▶ **THE PROBLEM**
Copy out all of the records. Keep every word exact.

▶ **INPUT DATA**
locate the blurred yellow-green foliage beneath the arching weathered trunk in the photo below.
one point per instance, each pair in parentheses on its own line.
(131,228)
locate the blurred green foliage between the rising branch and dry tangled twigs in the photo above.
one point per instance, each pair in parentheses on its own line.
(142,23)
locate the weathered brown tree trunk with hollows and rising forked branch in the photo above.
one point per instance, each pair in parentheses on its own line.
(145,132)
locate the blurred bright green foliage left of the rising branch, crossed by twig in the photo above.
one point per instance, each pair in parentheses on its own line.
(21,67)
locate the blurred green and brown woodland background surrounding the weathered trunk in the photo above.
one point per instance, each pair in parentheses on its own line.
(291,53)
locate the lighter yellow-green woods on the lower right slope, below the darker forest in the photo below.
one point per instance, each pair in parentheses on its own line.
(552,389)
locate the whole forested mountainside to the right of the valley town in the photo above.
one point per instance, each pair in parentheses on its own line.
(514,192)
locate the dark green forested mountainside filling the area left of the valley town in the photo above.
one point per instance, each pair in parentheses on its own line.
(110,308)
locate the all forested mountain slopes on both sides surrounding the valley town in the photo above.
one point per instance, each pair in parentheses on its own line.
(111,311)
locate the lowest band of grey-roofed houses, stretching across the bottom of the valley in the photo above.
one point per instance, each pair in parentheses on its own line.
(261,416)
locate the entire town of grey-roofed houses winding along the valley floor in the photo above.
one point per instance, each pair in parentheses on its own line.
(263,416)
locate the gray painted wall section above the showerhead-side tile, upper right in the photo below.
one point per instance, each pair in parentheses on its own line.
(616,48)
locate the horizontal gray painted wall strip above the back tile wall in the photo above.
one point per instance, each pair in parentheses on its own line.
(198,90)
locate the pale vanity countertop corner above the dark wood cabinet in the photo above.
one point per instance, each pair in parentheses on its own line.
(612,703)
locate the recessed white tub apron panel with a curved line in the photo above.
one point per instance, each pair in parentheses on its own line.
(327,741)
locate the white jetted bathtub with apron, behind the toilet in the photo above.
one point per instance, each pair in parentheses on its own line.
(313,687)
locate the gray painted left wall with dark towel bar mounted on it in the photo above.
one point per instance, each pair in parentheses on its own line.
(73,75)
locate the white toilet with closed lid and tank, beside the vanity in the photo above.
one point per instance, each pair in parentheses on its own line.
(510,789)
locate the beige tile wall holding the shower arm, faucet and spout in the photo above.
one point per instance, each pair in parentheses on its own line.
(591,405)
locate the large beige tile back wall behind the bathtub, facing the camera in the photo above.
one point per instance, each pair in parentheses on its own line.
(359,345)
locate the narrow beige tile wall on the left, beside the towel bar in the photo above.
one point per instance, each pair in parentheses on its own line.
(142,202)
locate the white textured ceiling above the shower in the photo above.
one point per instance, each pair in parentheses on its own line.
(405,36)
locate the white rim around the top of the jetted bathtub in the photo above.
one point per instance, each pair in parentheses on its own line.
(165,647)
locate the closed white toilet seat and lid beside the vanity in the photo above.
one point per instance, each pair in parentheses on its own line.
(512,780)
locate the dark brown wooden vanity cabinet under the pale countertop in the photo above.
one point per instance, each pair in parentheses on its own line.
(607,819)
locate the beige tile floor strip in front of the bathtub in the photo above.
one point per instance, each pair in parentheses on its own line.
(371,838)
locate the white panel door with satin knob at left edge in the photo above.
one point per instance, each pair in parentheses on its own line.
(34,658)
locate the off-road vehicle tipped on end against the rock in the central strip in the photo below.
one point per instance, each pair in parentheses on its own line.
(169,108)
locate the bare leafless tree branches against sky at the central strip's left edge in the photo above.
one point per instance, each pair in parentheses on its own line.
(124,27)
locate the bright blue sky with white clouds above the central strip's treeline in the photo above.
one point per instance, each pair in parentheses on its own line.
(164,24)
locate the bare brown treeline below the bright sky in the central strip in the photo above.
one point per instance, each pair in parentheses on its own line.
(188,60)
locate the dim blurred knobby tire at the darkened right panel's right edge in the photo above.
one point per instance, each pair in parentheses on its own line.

▶ **SOLUTION FOR THIS EXERCISE**
locate the blurred yellow-green foliage beneath the arching weathered trunk in the photo below.
one point per instance, each pair in parentheses on its own line.
(131,228)
locate the blurred green foliage between the rising branch and dry tangled twigs in the photo above.
one point per instance, each pair in parentheses on its own line.
(142,23)
locate the weathered brown tree trunk with hollows and rising forked branch in the photo above.
one point per instance, each pair in parentheses on its own line.
(145,132)
locate the blurred bright green foliage left of the rising branch, crossed by twig in the photo above.
one point per instance, each pair in parentheses on its own line.
(21,67)
locate the blurred green and brown woodland background surrounding the weathered trunk in the photo above.
one point per instance, each pair in parentheses on its own line.
(291,53)
locate the lighter yellow-green woods on the lower right slope, below the darker forest in the photo below.
one point per instance, each pair in parentheses on its own line.
(552,389)
locate the whole forested mountainside to the right of the valley town in the photo above.
one point per instance, each pair in parentheses on its own line.
(514,192)
locate the dark green forested mountainside filling the area left of the valley town in the photo above.
one point per instance, each pair in parentheses on its own line.
(110,308)
locate the all forested mountain slopes on both sides surrounding the valley town in the photo above.
one point per instance, each pair in parentheses on its own line.
(111,311)
locate the lowest band of grey-roofed houses, stretching across the bottom of the valley in the photo above.
one point per instance, each pair in parentheses on its own line.
(261,416)
locate the entire town of grey-roofed houses winding along the valley floor in the photo above.
one point per instance, each pair in parentheses on its own line.
(263,416)
locate the gray painted wall section above the showerhead-side tile, upper right in the photo below.
one point per instance, each pair in parentheses on its own line.
(616,48)
locate the horizontal gray painted wall strip above the back tile wall in the photo above.
one point per instance, each pair in parentheses on its own line.
(198,90)
locate the pale vanity countertop corner above the dark wood cabinet in the photo above.
one point per instance, each pair in parentheses on its own line.
(612,703)
locate the recessed white tub apron panel with a curved line in the photo above.
one point per instance, each pair in parentheses on its own line.
(327,741)
locate the white jetted bathtub with apron, behind the toilet in the photo above.
one point per instance, each pair in parentheses on its own line.
(313,687)
locate the gray painted left wall with dark towel bar mounted on it in the photo above.
one point per instance, each pair in parentheses on its own line.
(73,75)
locate the white toilet with closed lid and tank, beside the vanity in the photo above.
one point per instance, each pair in parentheses on its own line.
(510,789)
locate the beige tile wall holding the shower arm, faucet and spout in the photo above.
one point per instance, each pair in parentheses on its own line.
(591,405)
locate the large beige tile back wall behind the bathtub, facing the camera in the photo above.
one point per instance, each pair in parentheses on its own line.
(359,345)
locate the narrow beige tile wall on the left, beside the towel bar in the photo above.
one point per instance, each pair in parentheses on its own line.
(142,202)
locate the white textured ceiling above the shower in the photo above.
one point per instance, each pair in parentheses on its own line.
(405,36)
locate the white rim around the top of the jetted bathtub in the photo above.
one point per instance, each pair in parentheses on its own line.
(165,647)
locate the closed white toilet seat and lid beside the vanity in the photo above.
one point per instance, each pair in parentheses on its own line.
(512,780)
locate the dark brown wooden vanity cabinet under the pale countertop in the photo above.
one point per instance, each pair in parentheses on its own line.
(607,819)
locate the beige tile floor strip in front of the bathtub in the photo above.
one point per instance, each pair in parentheses on its own line.
(371,838)
locate the white panel door with satin knob at left edge in the photo above.
one point per instance, each pair in parentheses on its own line.
(34,658)
locate the off-road vehicle tipped on end against the rock in the central strip in the photo below.
one point per instance, each pair in parentheses on its own line.
(169,108)
locate the bare leafless tree branches against sky at the central strip's left edge in the photo above.
one point per instance, each pair in parentheses on its own line.
(124,27)
locate the bright blue sky with white clouds above the central strip's treeline in the photo above.
one point per instance, each pair in parentheses on its own line.
(164,24)
locate the bare brown treeline below the bright sky in the central strip in the photo above.
one point per instance, each pair in parentheses on its own line.
(188,60)
locate the dim blurred knobby tire at the darkened right panel's right edge in the photo above.
one point per instance, each pair in parentheses on its own line.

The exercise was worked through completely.